Exercise details: Output the material below as a two-column CSV with the header row text,answer and one row for each text and its answer. Put each value in its own double-quoted field, with any line breaks replaced by spaces.

Given records:
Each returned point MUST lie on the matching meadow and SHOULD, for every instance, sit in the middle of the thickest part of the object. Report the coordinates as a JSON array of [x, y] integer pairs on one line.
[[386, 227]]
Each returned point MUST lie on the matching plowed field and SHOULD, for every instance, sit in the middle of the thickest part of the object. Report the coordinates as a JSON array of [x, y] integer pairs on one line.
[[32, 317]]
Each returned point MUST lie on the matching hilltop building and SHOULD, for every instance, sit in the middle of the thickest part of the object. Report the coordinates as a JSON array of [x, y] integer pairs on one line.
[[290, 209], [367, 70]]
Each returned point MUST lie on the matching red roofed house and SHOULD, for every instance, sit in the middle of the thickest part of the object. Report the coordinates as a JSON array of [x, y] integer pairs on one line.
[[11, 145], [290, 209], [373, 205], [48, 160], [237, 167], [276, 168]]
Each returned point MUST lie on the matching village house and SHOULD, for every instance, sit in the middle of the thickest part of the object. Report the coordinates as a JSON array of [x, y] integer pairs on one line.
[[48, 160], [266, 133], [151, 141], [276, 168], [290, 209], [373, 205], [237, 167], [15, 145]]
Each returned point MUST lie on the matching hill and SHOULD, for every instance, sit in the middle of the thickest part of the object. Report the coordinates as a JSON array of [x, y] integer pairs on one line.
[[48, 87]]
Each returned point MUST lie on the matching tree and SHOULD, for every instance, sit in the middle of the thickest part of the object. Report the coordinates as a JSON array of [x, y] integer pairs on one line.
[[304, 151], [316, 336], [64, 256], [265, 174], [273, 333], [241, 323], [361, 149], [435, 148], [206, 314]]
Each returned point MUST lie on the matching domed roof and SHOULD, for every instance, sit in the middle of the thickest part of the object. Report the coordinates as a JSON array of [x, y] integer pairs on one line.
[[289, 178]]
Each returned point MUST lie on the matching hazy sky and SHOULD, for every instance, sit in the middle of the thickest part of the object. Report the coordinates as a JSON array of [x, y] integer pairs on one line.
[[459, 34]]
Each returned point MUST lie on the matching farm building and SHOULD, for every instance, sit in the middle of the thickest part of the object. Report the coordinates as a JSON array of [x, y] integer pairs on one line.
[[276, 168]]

Reply:
text,answer
"Each returned point MUST lie on the matching meadow and SHOULD, for every instance, sit in the middle of the thickest part of the object. Report the coordinates as a JSON array of [x, y] integer pairs on one line.","[[386, 227]]"
"Each returned point MUST lie on the matching plowed field and SHOULD, for every instance, sit in the middle of the thickest part of the object. Report the coordinates as a JSON array of [x, y] integer pairs on one line.","[[32, 317]]"
"Each returned point MUST lie on the matching hilltop building and SHOULD, for every instance, sit in the middle of the thickest part of the object. Report the coordinates as a JSON array of [x, y] integer pairs on one line.","[[290, 209], [367, 70]]"
"Each returned point MUST lie on the matching red roofed house and SHOULD, for every instance, sit in the middle of the thickest part of the object. Report the coordinates as a JSON array of [x, y] integer pairs on one line.","[[11, 145], [290, 209], [373, 205], [48, 160], [237, 167], [276, 168]]"
"Each returned point MUST lie on the matching village house and SHOULD, for every instance, sit in the middle of the thickest part of the object. Report the coordinates as a JSON array of [x, y] integer pairs on one line.","[[48, 160], [266, 133], [151, 141], [276, 168], [290, 209], [373, 205], [237, 167], [15, 145]]"
"Each returned point MUST lie on the matching hill and SHOULD, for every instance, sit in the middle of the thickest part of the object. Report the coordinates as a JSON array of [x, y] integer pairs on one line.","[[48, 87]]"
"Each returned point MUST lie on the matching tree and SHOULD, for every instance, sit in the middle of the thickest part of the object. Report the coordinates as a JSON array of [x, y] integer pairs on one line.","[[304, 151], [316, 336], [64, 256], [265, 174], [273, 333], [241, 323], [361, 149], [435, 148], [206, 314]]"
"Each returned point MUST lie on the matching domed roof and SHOULD, for every instance, sit in the middle of the thickest part of the object. Report the coordinates as a JSON array of [x, y] integer pairs on one line.","[[289, 178]]"
"Each returned point MUST lie on the matching hazy sky and SHOULD, for every instance, sit in the middle of the thickest part of the object. Report the coordinates as a JSON array of [x, y] integer pairs on one line.","[[459, 34]]"
"Each returned point MUST lie on the matching farm building and SHOULD, for every instance, sit in the middle of the thickest part of the object. Report the coordinates as a JSON array of [x, y] integer pairs on one line.","[[276, 168]]"